Is a streetlight directly overhead of you pointing at you with the same angle as a streetlight at the eye level horizon? No, it is not.

Quote
As for the closer lights being physically bigger than their "projection", this is also ridiculous. The first light in the series is almost as big as the woman walking beneath it. Have you ever seen a 4 foot diameter lightbulb on a regular streetlight? The reason all of the lights look bigger than their physical bulbs is lens flare: https://en.wikipedia.org/wiki/Lens_flare Again, in one of the earlier pictures, the headlights of a car appear to be about 5 feet in diameter. That is not due to the car having huge headlights. It is due to lens flare, which in that case is increased by the headlights being angled directly at the lens of the camera.

There is your explanation then, you admitted that the light sizes in your image are tainted by lens flare.

There are a couple of reasons why the lights don't appear to get smaller.

1) The "blooming" of the light happens in part due to the atmosphere but in part due to the lens or even our eyelashes.  The "star" shape around each light demonstrates that this is happening.  Because the blooming happens up close - it's not subject to the laws of perspective...it's happening "in our eyes" or "in the camera".    You can prove this to yourself very easily by tilting your head (or the camera) to one side and noticing that all of those starburst effects rotate with your head/camera.  This cannot be due to the propagation of light from the source to your eye/camera because the light source has no way to "know" how you tilted your head.

2) For VERY distant lights, the problem becomes that neither the camera, nor your eye, has infinite resolution.  Your eye has rod and cone cells that are just that big...and the camera has light sensitive diodes that are whatever size.    So anything smaller than that doesn't seem to get smaller - it just gets dimmer...however, at night, when your eyes (or your camera) are adapted to the darkness - even a fairly dim light will seem really bright against the night sky.  So there is indeed a distance beyond which a very SMALL light will get no bigger.

HOWEVER: Neither of these effects could explain a larger sun at the horizon because (a) you're looking at a clean, circular disk with no obvious "starbursting" effects and (b) it's FAR larger than the limits of your eye/cameras's resolution.

So neither of these rather well known effects can explain this.

Either the sun really is at the same distance from the viewer at noon and at sunset...or you're in need of another explanation...and one that works for airplanes, clouds and the moon.


Hey Tom:  What path do the photons take from the physical location of the sun to my eye at sunset?

There's a video on YouTube with a simple explanation. I wish I could find it again...

The guy draws a picture of the sun, puts the picture on a stand. He fills a glass of water and puts the glass of water in front of the stand with the picture of the sun on it. The camera is in front of the glass, watching through the water, pointed directly at the sun drawing.

He drags the stand with the picture in a straight line away from the glass.

Basically, the sun remains at a constant height and remains in line with your "eye." Because the water refracts light, and is in a curved container, as the sun travels away from you, not only does it appear as if it is setting, but it also increases in size.

In a closed dome, the water in the air would have the same effect.
« Last Edit: June 09, 2017, 08:08:08 PM by MorganFreethoughtman »

My idea is similar to morgan’s. Only problem is a convex atmospheric lens with object inside the focal length will create a virtual image even bigger than itself. So the sun will become massive as it moves away as projected on the sky screen. If the sun is outside the focal length, the real image will be tiny as seen by the eye.



A better explanation, using the mirror reflection example, is a black sun reflected on a concave mirror inside the focal length of the earth. See #45. A magnified virtual image (or reflection) will be seen behind the sky as proportional even in motion. Just a theory: please someone do the experiment.

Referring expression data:

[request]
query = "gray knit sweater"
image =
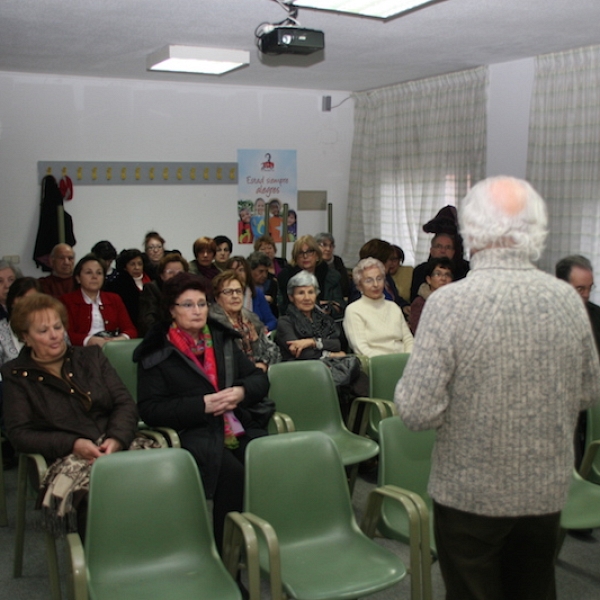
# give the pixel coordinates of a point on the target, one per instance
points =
(502, 363)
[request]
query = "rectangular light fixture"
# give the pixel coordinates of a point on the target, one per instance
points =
(193, 59)
(379, 9)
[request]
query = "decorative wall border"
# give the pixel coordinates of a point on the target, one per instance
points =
(141, 173)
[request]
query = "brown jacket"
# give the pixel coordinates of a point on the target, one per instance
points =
(45, 414)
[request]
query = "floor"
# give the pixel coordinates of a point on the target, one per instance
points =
(578, 570)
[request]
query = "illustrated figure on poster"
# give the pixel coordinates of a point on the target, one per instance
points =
(292, 226)
(275, 220)
(244, 229)
(257, 221)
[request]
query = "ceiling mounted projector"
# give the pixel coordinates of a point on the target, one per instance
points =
(290, 39)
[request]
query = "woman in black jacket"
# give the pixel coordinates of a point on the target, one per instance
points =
(195, 379)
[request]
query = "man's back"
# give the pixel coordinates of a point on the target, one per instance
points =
(503, 362)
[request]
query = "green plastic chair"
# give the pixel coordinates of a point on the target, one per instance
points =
(582, 508)
(405, 461)
(304, 390)
(300, 526)
(3, 511)
(384, 372)
(148, 533)
(34, 466)
(593, 433)
(120, 356)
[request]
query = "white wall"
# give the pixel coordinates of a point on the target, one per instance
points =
(54, 118)
(67, 118)
(509, 98)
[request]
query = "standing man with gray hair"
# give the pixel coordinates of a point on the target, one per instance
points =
(504, 361)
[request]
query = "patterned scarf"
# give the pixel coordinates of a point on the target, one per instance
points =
(202, 354)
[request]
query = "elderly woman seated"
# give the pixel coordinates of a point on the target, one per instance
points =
(374, 325)
(307, 332)
(64, 402)
(194, 378)
(307, 256)
(228, 289)
(438, 272)
(95, 316)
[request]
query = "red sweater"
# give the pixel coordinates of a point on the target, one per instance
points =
(112, 309)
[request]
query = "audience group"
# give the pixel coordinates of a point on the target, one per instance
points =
(212, 327)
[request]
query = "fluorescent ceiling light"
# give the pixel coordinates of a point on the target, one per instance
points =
(381, 9)
(193, 59)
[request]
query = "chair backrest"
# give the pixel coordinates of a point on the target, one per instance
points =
(384, 373)
(120, 356)
(405, 456)
(146, 508)
(304, 389)
(593, 433)
(298, 484)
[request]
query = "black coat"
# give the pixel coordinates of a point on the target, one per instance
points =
(171, 391)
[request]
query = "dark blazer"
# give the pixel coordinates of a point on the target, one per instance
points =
(80, 316)
(45, 414)
(171, 391)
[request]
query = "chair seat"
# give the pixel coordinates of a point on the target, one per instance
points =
(171, 581)
(582, 510)
(353, 448)
(307, 569)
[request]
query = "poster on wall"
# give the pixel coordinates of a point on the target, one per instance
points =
(266, 181)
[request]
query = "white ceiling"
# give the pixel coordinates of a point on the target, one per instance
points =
(111, 38)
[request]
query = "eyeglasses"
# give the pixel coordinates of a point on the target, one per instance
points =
(190, 305)
(582, 289)
(232, 291)
(306, 253)
(440, 274)
(371, 281)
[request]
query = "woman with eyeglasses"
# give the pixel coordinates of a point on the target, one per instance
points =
(228, 288)
(254, 298)
(439, 272)
(374, 325)
(194, 378)
(308, 256)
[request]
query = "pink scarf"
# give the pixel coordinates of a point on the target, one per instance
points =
(202, 353)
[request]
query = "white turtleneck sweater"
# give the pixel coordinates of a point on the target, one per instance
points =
(375, 327)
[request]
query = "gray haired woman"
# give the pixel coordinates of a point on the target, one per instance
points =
(306, 332)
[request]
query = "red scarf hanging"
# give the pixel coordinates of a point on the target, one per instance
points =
(202, 353)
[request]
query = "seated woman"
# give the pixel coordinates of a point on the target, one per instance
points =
(129, 281)
(10, 344)
(439, 272)
(228, 289)
(224, 248)
(374, 325)
(151, 296)
(267, 245)
(95, 316)
(63, 400)
(205, 250)
(194, 378)
(254, 298)
(307, 256)
(263, 280)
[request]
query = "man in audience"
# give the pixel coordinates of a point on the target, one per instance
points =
(577, 270)
(503, 385)
(61, 281)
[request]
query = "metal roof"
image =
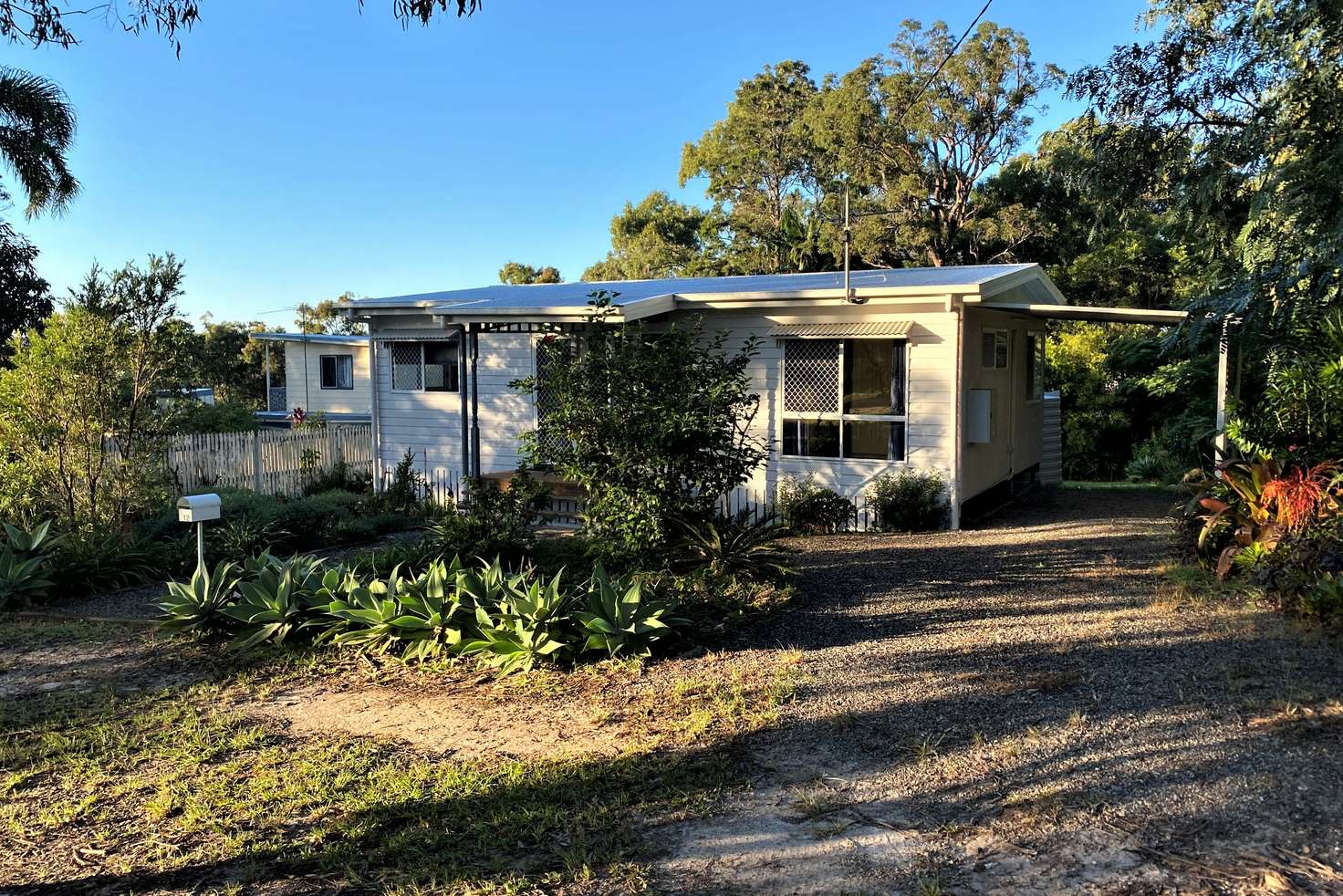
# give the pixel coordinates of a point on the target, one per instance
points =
(1096, 313)
(324, 339)
(559, 297)
(842, 329)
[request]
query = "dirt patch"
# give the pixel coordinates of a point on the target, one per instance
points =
(1015, 707)
(450, 723)
(79, 657)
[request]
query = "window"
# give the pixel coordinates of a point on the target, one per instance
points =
(424, 367)
(845, 398)
(338, 371)
(440, 367)
(1035, 366)
(994, 349)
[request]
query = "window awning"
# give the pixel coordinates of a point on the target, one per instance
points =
(847, 329)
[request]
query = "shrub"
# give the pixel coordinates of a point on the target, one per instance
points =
(94, 562)
(23, 566)
(198, 605)
(407, 488)
(508, 620)
(734, 546)
(654, 426)
(807, 506)
(1305, 568)
(495, 521)
(908, 501)
(619, 620)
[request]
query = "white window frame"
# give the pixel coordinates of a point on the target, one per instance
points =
(1037, 392)
(321, 379)
(785, 417)
(1005, 335)
(422, 343)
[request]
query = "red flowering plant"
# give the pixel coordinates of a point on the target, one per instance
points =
(1251, 505)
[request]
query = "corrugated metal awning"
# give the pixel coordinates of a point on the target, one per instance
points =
(890, 329)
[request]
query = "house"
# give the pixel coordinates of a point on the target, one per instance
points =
(323, 372)
(936, 369)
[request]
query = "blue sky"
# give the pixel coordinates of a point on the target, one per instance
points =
(292, 156)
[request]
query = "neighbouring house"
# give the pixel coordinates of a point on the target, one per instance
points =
(938, 369)
(321, 372)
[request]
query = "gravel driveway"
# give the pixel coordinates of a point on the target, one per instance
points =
(1015, 710)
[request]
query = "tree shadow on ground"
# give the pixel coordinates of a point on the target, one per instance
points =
(1080, 700)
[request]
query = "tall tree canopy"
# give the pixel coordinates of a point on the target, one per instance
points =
(916, 141)
(1256, 89)
(325, 318)
(36, 130)
(39, 22)
(518, 273)
(660, 236)
(760, 164)
(25, 296)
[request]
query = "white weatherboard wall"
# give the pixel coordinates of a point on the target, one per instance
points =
(931, 358)
(304, 383)
(430, 423)
(1017, 429)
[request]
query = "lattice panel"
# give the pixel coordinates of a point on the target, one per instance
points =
(547, 355)
(406, 366)
(811, 375)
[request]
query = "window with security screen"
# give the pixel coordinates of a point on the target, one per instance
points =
(845, 398)
(338, 371)
(407, 367)
(424, 367)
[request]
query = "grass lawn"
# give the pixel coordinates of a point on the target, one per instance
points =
(127, 784)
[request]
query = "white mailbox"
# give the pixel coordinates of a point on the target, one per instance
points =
(198, 508)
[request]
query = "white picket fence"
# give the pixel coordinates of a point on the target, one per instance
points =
(269, 461)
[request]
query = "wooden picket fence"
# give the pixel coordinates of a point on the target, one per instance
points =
(269, 461)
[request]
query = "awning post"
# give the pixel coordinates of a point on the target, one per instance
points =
(1223, 355)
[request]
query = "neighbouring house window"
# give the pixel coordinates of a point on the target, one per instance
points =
(338, 371)
(845, 398)
(1035, 366)
(994, 349)
(424, 367)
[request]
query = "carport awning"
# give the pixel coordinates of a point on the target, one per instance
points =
(1095, 313)
(896, 329)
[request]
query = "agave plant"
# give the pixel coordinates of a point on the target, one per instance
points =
(432, 608)
(199, 603)
(366, 614)
(618, 620)
(23, 565)
(526, 626)
(734, 546)
(281, 599)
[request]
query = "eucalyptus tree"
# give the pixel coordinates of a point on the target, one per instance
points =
(520, 273)
(48, 22)
(661, 236)
(760, 170)
(919, 128)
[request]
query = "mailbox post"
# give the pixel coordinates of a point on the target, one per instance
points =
(198, 508)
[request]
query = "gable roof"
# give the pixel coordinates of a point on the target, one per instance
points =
(572, 298)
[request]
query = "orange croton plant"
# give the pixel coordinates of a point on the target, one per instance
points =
(1268, 504)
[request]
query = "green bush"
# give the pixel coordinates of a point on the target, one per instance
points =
(97, 562)
(23, 566)
(734, 546)
(506, 620)
(908, 501)
(810, 508)
(495, 521)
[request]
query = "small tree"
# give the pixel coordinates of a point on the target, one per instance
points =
(654, 424)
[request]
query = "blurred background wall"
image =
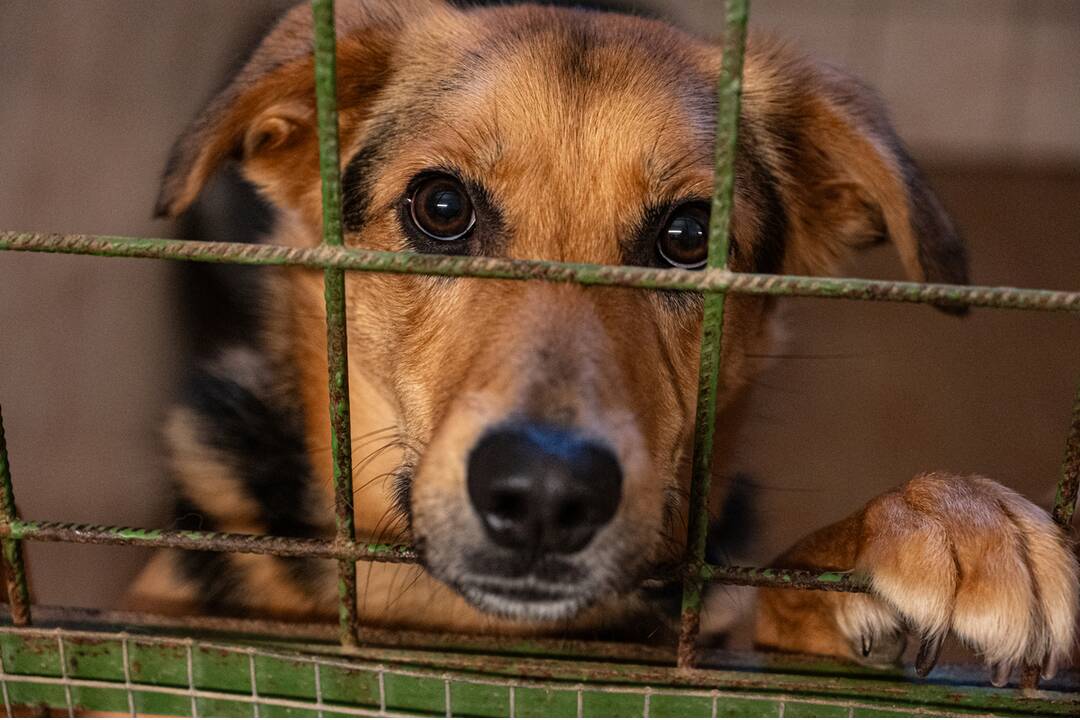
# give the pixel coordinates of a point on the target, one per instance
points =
(93, 93)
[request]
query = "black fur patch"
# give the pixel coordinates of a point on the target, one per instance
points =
(359, 177)
(262, 443)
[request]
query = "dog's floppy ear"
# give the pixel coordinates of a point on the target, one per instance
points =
(266, 117)
(842, 175)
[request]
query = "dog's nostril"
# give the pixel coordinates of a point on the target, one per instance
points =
(542, 488)
(509, 506)
(571, 514)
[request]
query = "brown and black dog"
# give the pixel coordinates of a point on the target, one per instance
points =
(531, 439)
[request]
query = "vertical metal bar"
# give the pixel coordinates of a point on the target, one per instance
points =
(729, 93)
(18, 593)
(337, 340)
(1065, 502)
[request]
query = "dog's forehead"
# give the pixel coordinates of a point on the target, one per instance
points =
(578, 108)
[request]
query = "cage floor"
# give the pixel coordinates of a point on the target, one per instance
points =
(86, 667)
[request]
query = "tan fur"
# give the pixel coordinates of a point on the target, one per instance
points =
(943, 553)
(571, 123)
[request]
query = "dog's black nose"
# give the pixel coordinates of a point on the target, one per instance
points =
(541, 488)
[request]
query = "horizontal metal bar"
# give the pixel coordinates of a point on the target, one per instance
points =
(702, 281)
(226, 542)
(804, 580)
(193, 540)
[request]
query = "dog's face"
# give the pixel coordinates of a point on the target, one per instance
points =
(551, 423)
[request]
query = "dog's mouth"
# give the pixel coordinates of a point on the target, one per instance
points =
(525, 598)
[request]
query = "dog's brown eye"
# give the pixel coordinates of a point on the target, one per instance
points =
(441, 208)
(684, 242)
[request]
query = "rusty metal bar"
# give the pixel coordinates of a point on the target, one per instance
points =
(196, 540)
(729, 93)
(1065, 502)
(694, 281)
(18, 592)
(796, 580)
(337, 335)
(353, 552)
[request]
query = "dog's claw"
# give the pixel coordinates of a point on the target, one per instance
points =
(929, 652)
(1000, 674)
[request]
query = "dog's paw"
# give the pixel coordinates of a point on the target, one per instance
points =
(964, 555)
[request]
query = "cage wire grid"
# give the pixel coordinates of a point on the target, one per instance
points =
(48, 666)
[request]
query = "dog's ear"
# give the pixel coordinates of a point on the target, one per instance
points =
(842, 175)
(266, 117)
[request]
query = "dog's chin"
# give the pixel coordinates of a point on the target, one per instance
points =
(524, 599)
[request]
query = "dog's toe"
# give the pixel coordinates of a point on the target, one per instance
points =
(969, 556)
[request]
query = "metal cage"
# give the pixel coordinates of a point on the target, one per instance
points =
(75, 661)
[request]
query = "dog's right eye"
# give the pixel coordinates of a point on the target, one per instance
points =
(684, 242)
(440, 207)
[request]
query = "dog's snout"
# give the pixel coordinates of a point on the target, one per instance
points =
(542, 488)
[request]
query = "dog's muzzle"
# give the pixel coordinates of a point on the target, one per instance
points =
(542, 490)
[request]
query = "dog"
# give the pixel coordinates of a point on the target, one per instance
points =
(532, 439)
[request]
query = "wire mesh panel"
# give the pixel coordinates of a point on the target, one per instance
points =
(364, 675)
(80, 670)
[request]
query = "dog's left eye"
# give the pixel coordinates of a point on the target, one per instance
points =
(684, 242)
(441, 208)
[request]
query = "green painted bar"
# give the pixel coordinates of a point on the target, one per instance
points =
(18, 592)
(656, 279)
(1065, 502)
(337, 336)
(729, 92)
(353, 552)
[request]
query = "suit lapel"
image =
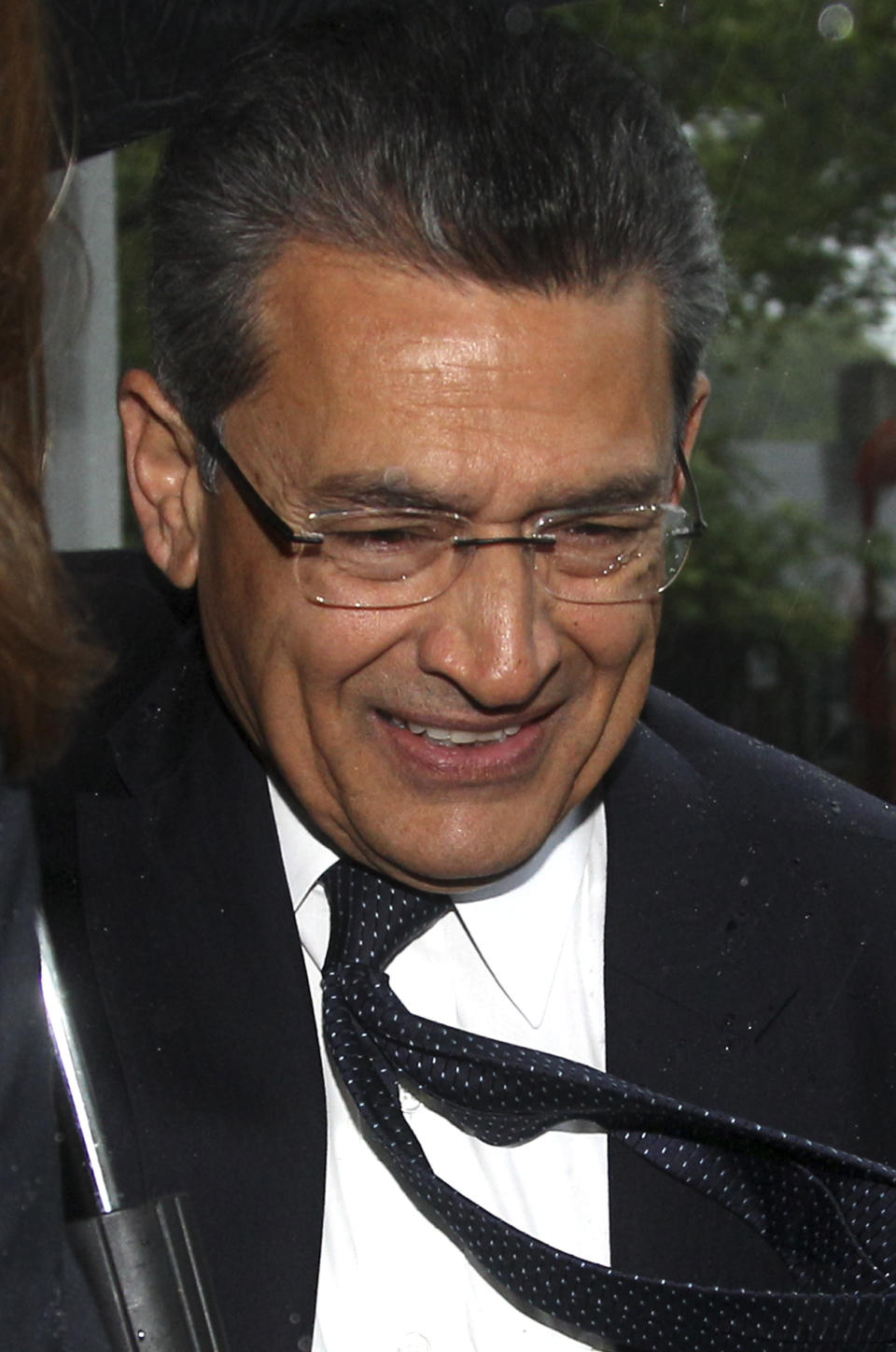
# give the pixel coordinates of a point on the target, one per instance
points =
(193, 940)
(691, 977)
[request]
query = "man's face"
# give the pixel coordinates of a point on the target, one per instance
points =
(499, 404)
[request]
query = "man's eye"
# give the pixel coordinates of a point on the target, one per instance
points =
(597, 530)
(386, 539)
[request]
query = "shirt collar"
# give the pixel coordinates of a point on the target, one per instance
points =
(519, 923)
(516, 925)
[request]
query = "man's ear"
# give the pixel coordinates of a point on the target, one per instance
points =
(694, 414)
(162, 476)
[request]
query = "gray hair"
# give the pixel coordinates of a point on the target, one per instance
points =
(450, 136)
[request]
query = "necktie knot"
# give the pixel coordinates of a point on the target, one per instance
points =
(830, 1217)
(373, 917)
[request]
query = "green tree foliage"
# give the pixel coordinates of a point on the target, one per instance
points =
(791, 107)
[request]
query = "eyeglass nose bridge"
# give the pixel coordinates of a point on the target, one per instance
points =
(479, 541)
(465, 546)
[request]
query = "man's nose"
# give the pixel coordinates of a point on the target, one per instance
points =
(492, 633)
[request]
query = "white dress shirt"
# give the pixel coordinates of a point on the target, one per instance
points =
(522, 962)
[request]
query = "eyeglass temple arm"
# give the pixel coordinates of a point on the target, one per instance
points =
(700, 524)
(287, 536)
(264, 512)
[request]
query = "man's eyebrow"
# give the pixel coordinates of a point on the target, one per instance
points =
(619, 491)
(374, 489)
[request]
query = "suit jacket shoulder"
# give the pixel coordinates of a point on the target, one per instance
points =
(178, 947)
(750, 950)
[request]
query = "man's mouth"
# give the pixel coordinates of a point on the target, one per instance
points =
(455, 736)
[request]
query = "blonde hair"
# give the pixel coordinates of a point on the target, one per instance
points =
(44, 663)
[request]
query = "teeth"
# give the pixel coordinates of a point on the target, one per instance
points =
(457, 736)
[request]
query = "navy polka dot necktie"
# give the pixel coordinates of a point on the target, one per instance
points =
(832, 1217)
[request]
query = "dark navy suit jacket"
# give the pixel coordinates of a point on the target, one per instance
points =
(750, 963)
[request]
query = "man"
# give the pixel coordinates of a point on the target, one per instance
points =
(430, 292)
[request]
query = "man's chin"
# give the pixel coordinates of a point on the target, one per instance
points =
(433, 869)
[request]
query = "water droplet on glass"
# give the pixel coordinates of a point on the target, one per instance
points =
(835, 21)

■ TASK ITEM A ■
Reproduce the forum thread word for word from "In a closed" to "do the experiment.".
■ TASK ITEM B ■
In the forum thread, what happens to the starburst effects around the lights when you tilt your head or the camera to one side?
Rely solely on the forum thread when responding.

■ SOLUTION A ■
In a closed dome, the water in the air would have the same effect.
« Last Edit: June 09, 2017, 08:08:08 PM by MorganFreethoughtman »

My idea is similar to morgan’s. Only problem is a convex atmospheric lens with object inside the focal length will create a virtual image even bigger than itself. So the sun will become massive as it moves away as projected on the sky screen. If the sun is outside the focal length, the real image will be tiny as seen by the eye.



A better explanation, using the mirror reflection example, is a black sun reflected on a concave mirror inside the focal length of the earth. See #45. A magnified virtual image (or reflection) will be seen behind the sky as proportional even in motion. Just a theory: please someone do the experiment.

■ SOLUTION B ■
They rotate with your head or the camera.